§ Excerpt to read:
RFCs icon indicating copy to clipboard operation
RFCs copied to clipboard

[RFC] unit headers for OCaml source files

Open gasche opened this issue 4 years ago • 12 comments

The RFC stems from (old thinking/discussions and) the discussion of https://github.com/ocaml/ocaml/pull/10319 . The RFC text is reproduced below.


Unit headers for OCaml source files

Context

In OCaml, source files play a double role:

  • They are interpreted inside the language as modules, formed by sequence of structure items. (Modules can be nested, but a file always acts as a toplevel module.)

  • They are interpreted by the compilation tools as "compilation units", the primary units of compilation and linking, whose dependencies on other compilation units are tracked and whose linking order determines the program semantics.

    (Technically a compilation unit is formed by a pair of a .ml and a .mli file, but sometimes only one of them when the other does not exist.)

Some things that OCaml programmers can express only make sense for compilation units, not modules. Currently they can only be expressed through compiler command-line options, typically stored in the build system. For example:

  • Dependencies on other compilation units or (in general) archives/libraries/packages.
  • Global compilation options (-safe-string, -rectypes).

Sometimes it would be convenient, even important, to specify those aspects in the source code itself, but there is no place in the syntax to specify them: they are not valid structure items as they don't make sense inside an arbitrary (nested) module.

One example of the problem

One example use-case is [@@@warning "-missing-mli"]: we would like to let users explicitly disable the new missing-mli warning (introduced by #9407 in 4.13~dev) inside a particular .ml file, indicating that it intentionally does not have a corresponding .mli file.

This warning is implemented at the level of compilation units, not during the checking/compilation of the module code, so the current implementation of [@@@warning ..] does not support disabling it: it only enables/disable warnings for the following structure items in the current module.

§ Material supplied:
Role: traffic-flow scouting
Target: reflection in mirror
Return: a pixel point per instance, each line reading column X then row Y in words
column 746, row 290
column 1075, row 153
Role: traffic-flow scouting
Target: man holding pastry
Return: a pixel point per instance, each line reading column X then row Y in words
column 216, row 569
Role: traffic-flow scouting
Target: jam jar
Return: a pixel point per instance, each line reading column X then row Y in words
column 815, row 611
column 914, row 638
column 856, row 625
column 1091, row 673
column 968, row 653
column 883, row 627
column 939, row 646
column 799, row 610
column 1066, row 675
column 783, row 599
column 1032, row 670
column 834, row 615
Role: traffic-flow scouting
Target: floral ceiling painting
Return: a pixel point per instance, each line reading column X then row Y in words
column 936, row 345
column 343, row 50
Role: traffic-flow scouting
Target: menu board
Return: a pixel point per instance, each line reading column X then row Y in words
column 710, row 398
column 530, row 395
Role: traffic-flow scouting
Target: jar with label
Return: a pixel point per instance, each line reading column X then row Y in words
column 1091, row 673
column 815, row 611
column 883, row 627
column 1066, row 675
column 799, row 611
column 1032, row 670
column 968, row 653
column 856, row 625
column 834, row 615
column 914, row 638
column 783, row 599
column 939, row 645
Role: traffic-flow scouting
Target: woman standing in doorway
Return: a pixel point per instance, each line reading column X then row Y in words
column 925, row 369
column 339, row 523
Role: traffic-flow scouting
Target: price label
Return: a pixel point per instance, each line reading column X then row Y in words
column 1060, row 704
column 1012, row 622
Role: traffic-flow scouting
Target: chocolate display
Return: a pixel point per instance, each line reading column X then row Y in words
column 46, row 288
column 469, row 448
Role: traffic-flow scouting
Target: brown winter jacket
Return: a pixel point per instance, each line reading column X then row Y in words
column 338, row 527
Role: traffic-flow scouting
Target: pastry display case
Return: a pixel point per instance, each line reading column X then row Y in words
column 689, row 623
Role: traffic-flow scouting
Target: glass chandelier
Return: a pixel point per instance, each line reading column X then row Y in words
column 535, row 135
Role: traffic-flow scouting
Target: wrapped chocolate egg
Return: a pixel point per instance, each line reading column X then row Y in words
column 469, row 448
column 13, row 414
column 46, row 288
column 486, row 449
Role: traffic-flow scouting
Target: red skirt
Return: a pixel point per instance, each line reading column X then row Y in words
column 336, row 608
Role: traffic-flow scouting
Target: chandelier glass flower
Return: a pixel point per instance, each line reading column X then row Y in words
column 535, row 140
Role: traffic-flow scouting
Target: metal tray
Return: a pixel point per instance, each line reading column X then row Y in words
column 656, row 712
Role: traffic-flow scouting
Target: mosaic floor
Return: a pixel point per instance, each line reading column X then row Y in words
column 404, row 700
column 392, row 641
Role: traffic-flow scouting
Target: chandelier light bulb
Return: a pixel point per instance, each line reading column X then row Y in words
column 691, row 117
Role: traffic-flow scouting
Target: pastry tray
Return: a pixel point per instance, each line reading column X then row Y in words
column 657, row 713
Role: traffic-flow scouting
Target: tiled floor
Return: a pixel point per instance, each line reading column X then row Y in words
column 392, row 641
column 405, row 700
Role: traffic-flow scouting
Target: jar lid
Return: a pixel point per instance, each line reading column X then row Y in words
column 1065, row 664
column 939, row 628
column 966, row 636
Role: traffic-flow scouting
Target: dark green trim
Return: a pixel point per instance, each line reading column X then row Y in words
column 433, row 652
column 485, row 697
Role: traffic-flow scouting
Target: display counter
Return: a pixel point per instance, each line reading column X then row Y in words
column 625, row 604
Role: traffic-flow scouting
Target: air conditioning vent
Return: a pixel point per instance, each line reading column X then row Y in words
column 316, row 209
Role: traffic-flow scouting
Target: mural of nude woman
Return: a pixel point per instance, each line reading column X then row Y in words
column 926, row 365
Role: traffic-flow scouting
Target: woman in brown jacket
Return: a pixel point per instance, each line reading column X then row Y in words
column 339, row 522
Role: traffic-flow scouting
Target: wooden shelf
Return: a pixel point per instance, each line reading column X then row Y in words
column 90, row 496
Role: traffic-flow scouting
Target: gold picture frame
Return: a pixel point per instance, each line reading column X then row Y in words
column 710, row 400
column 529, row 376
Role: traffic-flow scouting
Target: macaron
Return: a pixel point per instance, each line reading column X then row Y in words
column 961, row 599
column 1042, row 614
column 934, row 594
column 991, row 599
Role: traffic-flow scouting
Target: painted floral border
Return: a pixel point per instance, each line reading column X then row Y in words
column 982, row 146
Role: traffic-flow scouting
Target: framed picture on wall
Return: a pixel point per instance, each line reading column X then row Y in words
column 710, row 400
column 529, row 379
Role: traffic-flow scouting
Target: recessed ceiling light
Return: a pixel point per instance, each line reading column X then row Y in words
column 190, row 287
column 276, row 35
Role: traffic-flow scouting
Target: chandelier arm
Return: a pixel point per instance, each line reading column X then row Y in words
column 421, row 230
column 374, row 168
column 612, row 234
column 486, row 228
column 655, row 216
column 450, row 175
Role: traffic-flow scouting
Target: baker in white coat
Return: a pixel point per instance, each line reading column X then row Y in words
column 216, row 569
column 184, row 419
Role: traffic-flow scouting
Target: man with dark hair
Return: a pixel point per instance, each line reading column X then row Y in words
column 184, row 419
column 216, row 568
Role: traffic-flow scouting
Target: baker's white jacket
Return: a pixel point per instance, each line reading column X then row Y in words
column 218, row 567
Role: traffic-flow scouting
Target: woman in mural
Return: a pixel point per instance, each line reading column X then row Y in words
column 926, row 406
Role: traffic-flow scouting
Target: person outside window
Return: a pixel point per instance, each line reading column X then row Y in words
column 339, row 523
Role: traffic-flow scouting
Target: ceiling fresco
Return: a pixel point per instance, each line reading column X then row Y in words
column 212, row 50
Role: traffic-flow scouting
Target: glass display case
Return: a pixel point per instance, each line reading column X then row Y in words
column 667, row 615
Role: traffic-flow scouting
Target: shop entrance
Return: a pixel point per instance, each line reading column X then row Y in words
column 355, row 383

* * *

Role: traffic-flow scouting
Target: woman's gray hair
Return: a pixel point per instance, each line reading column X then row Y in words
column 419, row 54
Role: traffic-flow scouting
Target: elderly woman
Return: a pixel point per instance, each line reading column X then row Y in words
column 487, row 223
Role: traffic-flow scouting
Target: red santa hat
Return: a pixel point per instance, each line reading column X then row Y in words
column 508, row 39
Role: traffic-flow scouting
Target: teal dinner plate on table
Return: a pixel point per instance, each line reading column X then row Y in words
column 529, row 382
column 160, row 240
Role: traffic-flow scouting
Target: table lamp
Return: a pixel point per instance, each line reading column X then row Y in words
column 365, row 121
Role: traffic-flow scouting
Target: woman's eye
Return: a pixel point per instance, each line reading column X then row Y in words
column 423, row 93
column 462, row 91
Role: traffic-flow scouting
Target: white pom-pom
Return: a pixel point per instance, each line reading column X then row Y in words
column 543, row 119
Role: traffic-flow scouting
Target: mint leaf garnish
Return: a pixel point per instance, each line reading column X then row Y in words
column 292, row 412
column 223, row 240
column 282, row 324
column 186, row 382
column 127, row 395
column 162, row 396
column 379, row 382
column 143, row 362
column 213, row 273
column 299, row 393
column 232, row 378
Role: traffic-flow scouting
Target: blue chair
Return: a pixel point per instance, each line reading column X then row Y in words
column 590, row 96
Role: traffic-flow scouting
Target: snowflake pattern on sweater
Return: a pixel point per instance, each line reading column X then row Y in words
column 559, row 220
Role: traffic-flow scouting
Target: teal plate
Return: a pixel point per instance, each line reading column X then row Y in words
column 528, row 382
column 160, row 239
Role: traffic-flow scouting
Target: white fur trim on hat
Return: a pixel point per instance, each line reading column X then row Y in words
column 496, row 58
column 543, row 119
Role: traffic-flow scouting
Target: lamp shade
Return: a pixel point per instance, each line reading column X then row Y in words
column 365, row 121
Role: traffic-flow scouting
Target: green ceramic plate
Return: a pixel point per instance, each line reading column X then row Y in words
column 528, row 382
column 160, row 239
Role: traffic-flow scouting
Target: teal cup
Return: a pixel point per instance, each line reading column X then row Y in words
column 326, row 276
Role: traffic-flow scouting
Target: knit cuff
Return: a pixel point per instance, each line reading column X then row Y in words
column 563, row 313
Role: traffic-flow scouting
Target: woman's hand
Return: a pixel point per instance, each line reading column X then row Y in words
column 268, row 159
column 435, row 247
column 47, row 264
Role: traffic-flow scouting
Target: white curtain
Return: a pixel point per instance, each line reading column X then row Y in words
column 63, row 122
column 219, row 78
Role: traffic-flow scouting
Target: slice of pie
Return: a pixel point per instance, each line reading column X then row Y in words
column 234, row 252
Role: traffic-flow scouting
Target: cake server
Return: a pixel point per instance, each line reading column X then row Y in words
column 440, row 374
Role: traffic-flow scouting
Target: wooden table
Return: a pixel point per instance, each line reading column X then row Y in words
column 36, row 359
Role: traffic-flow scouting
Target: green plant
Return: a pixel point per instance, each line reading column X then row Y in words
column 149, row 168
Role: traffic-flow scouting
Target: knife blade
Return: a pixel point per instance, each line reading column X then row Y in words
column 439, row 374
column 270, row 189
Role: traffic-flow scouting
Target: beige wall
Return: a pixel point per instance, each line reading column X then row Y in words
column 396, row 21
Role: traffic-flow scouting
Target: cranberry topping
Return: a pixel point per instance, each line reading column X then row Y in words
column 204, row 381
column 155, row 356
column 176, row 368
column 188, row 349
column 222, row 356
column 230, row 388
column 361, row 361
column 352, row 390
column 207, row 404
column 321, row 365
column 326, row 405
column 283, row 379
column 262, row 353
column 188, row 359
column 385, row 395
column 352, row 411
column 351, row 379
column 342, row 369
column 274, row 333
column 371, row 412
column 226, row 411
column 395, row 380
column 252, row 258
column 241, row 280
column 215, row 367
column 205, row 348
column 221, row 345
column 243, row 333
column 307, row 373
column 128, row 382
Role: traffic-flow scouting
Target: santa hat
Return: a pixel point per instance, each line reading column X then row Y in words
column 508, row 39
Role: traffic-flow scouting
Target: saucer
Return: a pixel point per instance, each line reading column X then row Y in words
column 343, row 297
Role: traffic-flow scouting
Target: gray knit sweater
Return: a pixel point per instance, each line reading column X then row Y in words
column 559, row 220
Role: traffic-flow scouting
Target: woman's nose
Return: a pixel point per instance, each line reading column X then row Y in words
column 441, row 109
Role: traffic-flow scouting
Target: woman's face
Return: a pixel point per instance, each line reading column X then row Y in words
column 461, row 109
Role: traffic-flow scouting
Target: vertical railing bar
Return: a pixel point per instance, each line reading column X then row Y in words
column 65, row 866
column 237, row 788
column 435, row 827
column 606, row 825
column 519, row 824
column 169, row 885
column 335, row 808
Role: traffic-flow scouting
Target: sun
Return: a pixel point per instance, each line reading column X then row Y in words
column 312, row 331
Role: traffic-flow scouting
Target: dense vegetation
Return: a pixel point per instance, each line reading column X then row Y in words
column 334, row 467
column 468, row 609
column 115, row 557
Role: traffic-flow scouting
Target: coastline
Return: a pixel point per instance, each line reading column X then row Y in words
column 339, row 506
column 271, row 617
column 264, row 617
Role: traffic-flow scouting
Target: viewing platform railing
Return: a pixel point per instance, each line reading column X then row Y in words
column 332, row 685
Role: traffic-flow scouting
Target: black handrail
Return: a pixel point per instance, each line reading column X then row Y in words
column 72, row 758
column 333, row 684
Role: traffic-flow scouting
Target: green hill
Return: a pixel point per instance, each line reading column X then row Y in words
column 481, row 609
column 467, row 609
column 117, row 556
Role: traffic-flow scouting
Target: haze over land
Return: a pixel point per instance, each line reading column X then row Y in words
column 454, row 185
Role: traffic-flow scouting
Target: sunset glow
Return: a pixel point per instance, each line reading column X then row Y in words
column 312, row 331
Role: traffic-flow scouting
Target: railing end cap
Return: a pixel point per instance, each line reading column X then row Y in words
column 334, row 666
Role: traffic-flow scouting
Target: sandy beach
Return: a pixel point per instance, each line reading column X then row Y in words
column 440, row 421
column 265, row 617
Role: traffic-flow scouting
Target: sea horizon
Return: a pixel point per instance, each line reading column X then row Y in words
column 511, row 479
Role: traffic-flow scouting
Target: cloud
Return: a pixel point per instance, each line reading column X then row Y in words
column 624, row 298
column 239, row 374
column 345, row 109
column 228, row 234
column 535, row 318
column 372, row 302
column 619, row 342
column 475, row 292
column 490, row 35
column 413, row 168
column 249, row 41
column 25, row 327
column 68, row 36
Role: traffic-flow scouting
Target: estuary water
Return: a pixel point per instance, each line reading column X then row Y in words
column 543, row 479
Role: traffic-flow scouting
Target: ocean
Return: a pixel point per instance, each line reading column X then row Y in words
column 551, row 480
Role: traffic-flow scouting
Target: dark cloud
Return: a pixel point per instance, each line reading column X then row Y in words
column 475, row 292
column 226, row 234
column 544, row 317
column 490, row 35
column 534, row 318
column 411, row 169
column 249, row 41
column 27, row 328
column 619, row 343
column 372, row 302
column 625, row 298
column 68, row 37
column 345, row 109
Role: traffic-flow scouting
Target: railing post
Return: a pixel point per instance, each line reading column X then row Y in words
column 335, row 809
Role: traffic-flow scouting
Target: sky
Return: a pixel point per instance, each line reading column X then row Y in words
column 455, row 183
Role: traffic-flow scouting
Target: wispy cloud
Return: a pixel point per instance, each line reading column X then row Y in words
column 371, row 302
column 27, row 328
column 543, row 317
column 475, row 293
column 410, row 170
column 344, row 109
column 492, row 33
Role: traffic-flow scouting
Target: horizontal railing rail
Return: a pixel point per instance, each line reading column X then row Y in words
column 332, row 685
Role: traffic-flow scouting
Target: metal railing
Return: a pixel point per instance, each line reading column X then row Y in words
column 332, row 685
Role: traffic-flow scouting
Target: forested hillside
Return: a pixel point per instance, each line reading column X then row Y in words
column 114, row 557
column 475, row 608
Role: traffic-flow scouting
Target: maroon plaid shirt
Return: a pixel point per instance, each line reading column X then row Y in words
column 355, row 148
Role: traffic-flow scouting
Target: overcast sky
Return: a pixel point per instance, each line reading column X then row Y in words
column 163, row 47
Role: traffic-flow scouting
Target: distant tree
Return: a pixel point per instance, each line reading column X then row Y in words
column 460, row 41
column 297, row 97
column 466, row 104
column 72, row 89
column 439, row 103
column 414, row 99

§ Written tasks:
a - In the OCaml unit headers RFC, translate this sentence into Spanish: "Some things that OCaml programmers can express only make sense for compilation units, not modules."
b - Continue the OCaml unit headers RFC, picking up right after its last sentence.

§ Responses to the exercise:
a - Algunas cosas que los programadores de OCaml pueden expresar solo tienen sentido para las unidades de compilación, no para los módulos.

b -
A proposal exists to change the semantics of toplevel @@@warning attributes to remain in scope for the whole checking/compilation of the compilation unit, see #10319. This is a special case of one the two options discussed in this RFC, and it led to the present discussion.

Proposals

Two proposals to address this issue, one "implicit" and one "explicit".

The [@@@warning "-missing-mli"] PR implements the implicit proposal.

I prefer the explicit proposal.

Implicit proposal: handle toplevel attributes/extensions at the compilation unit level

We could consider that floating attributes and extensions that are at the toplevel of a file are not interpreted as "normal" structure items, at the level of the module, but instead as "unit" attributes/extensions at the level of the unit.

let foo = ...

[@@@warning "-missing-mli"] (* warning setting for the whole compilation unit *)

module Foo = struct
  [@@@warning "..."] (* warning setting for a submodule only
end

Pros:

  1. Reasonably easy to implement, no syntax change (we reinterpret syntax differently).

  2. This is consistent with the way toplevel directives #foo ;; are handled today: toplevel directives are only valid at the toplevel, but can be mixed with other structure items.

Cons:

  1. Confuses two notions.

2 We lose the current property that any OCaml code can be moved inside a submodule, preserving its meaning.

  1. We cannot hope to extend this idea in the future to support global settings, such as -rectypes, because it would be a mess to allow those to change in the middle of other structure items.

Variant

One possible variant of this proposal would be to specify certain attributes/extensions as "header attributes", that have the same syntax as floating structure/signature-level attributes/extensions, but can only be used at the beginning of the file (before any non-header construct). This solves Cons.3, but aggravates Cons.1 by creating more surprises for users (certain toplevel floating attributes can be moved around and other not, etc.).

Explicit proposal: create a "header" extension for compilation-unit configuration

Instead of implicitly treating toplevel attributes/extensions as scoping over the whole compilation-unit, we propose a builtin ocaml.unit_header extension whose content should be understood as scoping over the whole compilation unit, not just a module.

[%%unit_header
  [@@@warning "-missing-mli"]
  [@@@rectypes]
]

let foo = ...

"unit headers" must be before any other structure/signature items (comments are allowed before headers). They are the only component of the .ml syntax that cannot be moved into a submodule (doing so results in an error).

Note: this RFC does not propose a new @@@rectypes attribute to be supported here, it is an example of the sort of feature that could, over time, become available in unit headers. [@@@warning "-missing-mli"] would be immediately adapted to work (only) in unit headers, but the RFC itself proposes the "header" notion itself, and not any specific item to be part of it.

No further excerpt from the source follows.